*Passage shown*:
[start]

There are a few variants for us to look at:
- for the true eigenfunctions vs the paper’s method
- for the different state representations
- for the different mazes
I’m only gonna do the one-hot and coordinates SRs, since I think the pixels one is kinda redundant (see discussion at end).
True eigenfunctions
Let’s first look at the true ones, for comparison. There’s no state representation here, since we’re just using the underlying graph.
1 room:

2 rooms:

4 rooms:

hard maze:

Sweeeeeet. You can see clear structure, with “vibrational modes” and all.
Graph drawing embeddings
One-hot SR



Coordinates SR



You can see that:
- they don’t match the true eigenfunctions at all, except plausibly slightly for the hard maze
- they don’t have as clear “patterns” or “structure”, except for maybe a little in terms of around some corners and edges (but could just be reading into noise)
Yet, these are reasonable solutions for the objective. How? Read on!
Embedding energies
Lastly, let’s look at the per-eigenfunction energies found for the different methods. Recall that the “energy” of a function $f$ is $\langle f, L f \rangle$, and the energy of an eigenfunction $f_j$ is its eigenvalue $\lambda_j$.

[end]

*Extracted information*:
[start]

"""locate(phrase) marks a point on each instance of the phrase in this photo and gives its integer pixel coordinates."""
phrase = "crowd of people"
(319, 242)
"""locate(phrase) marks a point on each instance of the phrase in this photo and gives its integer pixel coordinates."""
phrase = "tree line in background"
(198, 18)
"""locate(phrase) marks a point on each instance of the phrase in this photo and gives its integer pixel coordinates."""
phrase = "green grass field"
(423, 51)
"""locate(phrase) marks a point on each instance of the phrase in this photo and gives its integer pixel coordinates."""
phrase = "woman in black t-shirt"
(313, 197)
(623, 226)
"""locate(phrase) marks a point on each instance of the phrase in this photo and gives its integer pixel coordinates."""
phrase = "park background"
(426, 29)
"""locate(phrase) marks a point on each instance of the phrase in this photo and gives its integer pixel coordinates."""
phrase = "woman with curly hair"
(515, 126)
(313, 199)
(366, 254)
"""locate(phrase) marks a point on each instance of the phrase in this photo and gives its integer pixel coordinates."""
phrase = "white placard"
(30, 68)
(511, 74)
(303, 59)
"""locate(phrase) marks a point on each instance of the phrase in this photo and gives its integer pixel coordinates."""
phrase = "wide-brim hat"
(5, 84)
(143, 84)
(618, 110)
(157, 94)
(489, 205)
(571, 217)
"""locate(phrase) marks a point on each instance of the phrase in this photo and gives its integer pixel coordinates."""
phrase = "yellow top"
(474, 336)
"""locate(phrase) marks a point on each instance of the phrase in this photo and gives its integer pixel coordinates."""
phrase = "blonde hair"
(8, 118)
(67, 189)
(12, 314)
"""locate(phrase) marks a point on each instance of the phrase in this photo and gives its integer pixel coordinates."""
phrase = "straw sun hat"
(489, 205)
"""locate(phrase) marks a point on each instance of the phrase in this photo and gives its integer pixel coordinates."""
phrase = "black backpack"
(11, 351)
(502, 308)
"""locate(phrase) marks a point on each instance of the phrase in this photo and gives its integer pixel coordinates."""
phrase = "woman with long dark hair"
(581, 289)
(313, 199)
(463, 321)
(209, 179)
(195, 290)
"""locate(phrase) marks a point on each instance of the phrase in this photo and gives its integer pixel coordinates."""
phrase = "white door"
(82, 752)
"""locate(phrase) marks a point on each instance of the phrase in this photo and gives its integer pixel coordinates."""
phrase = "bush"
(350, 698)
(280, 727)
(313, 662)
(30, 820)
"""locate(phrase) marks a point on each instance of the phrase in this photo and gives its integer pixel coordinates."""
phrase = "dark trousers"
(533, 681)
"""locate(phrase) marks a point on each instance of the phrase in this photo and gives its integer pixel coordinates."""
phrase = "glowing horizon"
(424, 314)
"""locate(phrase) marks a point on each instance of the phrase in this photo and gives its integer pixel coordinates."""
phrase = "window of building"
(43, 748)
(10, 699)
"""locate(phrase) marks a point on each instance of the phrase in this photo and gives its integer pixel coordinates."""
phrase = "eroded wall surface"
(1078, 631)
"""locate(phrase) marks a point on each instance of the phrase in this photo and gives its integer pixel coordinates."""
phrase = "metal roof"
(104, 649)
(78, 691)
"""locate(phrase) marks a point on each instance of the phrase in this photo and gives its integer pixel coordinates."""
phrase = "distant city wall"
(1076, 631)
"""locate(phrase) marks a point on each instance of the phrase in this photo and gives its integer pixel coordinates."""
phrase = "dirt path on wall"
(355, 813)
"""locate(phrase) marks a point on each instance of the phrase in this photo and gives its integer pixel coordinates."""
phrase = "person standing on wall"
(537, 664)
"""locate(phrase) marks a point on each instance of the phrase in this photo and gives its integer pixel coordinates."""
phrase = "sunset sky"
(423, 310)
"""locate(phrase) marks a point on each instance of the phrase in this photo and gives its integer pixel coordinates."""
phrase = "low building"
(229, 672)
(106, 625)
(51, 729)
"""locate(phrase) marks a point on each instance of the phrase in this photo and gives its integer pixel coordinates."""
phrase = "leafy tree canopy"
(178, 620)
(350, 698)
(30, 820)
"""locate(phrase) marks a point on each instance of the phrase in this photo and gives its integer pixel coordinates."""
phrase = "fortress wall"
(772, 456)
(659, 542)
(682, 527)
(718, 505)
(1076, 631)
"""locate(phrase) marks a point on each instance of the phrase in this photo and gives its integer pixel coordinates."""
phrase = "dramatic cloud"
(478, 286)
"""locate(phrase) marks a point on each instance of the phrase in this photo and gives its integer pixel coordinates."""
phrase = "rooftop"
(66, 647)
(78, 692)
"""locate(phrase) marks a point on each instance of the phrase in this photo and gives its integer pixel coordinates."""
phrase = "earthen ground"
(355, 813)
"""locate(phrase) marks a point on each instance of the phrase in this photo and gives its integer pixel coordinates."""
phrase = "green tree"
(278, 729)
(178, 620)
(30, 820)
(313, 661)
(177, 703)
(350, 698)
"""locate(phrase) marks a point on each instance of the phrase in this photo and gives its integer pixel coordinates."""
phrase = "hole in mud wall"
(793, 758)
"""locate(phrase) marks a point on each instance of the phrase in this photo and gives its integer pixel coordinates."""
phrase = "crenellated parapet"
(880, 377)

[end]

*Required work*:
Copy out everything from "Sweeeeeet. You can" down to "reading into noise)" in the eigenfunction passage, putting "difficult maze" in place of "hard maze".

*Solution to this problem*:
Sweeeeeet. You can see clear structure, with “vibrational modes” and all.
Graph drawing embeddings
One-hot SR



Coordinates SR



You can see that:
- they don’t match the true eigenfunctions at all, except plausibly slightly for the difficult maze
- they don’t have as clear “patterns” or “structure”, except for maybe a little in terms of around some corners and edges (but could just be reading into noise)